-- Page text follows --

Anthropic claims Claude helped hackers in first AI cyberattack, Meta Chief Scientist calls

November 16, 2025

Anthropic reported just a few days ago that its Claude AI chatbot was misused by a Chinese state sponsored hacker group to conduct a large autonomous cyber espionage campaign. The company said that attackers used Claude’s agentic AI capabilities to infiltrate around thirty global targets, which include large tech companies, financial institutions, chemical manufacturing companies, and government agencies.

The AI startup’s claims that this was the first ever large scale cyberattack executed by an AI sent shockwaves around the tech world, leading to a round of panic about the use of the new technology.

However, Meta AI Chief Scientist Yann Lecun has dubbed the new study by Anthropic as ‘dubious’ and aimed at scaring people to gain ‘regulatory capture’.

In response to a post quoting the Anthropic study and advocating for government regulation on AI being made a national priority, Lecun wrote, “You’re being played by people who want regulatory capture. They are scaring everyone with dubious studies so that open source models are regulated out of existence.”

-- Page text concluded --

• _Set of tasks_
A. Please list the kinds of targets that the Claude cyberattack article says the attackers infiltrated.
B. Decide whether each statement agrees with the Claude cyberattack article, and quote the words that settle it:
(i) The campaign reached around fifty global targets.
(ii) Yann Lecun called Anthropic's study dubious.
(iii) Anthropic said the hacker group was state sponsored.
C. According to Lecun's reply in the Claude cyberattack article, why are people scaring everyone with dubious studies?

-- Exercise data follows --

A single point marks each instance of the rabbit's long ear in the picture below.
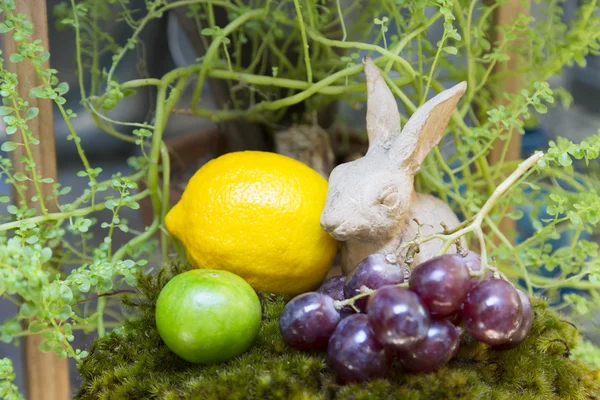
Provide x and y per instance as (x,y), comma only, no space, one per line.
(425,128)
(383,119)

-- Exercise data concluded --

• _Exercise answers_
A. Large tech companies, financial institutions, chemical manufacturing companies and government agencies.

B.
(i) No: "around thirty global targets"
(ii) Yes: "has dubbed the new study by Anthropic as ‘dubious’"
(iii) Yes: "a Chinese state sponsored hacker group"

C. Lecun says it is being done "so that open source models are regulated out of existence." He attributes it to "people who want regulatory capture."